======== RAW RECORDS ========

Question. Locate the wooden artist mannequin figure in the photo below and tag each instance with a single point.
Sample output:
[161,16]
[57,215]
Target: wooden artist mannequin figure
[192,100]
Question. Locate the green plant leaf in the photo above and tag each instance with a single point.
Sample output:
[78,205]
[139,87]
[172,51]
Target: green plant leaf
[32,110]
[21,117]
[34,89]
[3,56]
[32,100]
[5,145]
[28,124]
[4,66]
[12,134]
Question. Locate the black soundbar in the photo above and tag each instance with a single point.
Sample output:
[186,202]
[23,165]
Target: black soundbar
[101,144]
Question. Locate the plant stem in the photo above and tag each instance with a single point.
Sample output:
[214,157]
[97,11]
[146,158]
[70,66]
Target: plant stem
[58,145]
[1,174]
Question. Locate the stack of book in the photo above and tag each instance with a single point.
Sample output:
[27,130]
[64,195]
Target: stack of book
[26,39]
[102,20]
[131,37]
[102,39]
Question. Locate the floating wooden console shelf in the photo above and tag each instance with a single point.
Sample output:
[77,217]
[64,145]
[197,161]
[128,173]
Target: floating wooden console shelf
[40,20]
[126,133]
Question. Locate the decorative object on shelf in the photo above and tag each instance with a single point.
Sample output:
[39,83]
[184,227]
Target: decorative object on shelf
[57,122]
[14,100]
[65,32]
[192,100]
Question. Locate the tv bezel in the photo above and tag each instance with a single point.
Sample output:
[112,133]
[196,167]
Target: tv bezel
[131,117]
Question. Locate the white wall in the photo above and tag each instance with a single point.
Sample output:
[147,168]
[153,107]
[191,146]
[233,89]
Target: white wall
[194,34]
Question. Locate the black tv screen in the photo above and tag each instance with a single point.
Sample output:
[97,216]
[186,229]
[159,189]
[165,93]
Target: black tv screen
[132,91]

========

◆ GOAL:
Copy out the entries again, word for word, from the line containing "Question. Locate the white" through the last line, inclusive.

◆ REPLY:
Question. Locate the white wall in the photo above and tag each instance with a single point.
Sample output:
[147,168]
[153,107]
[191,146]
[233,89]
Target: white wall
[194,34]
Question. Locate the black tv screen in the photo above and tag each instance with a single point.
Sample output:
[97,216]
[186,229]
[159,189]
[165,93]
Target: black tv screen
[132,91]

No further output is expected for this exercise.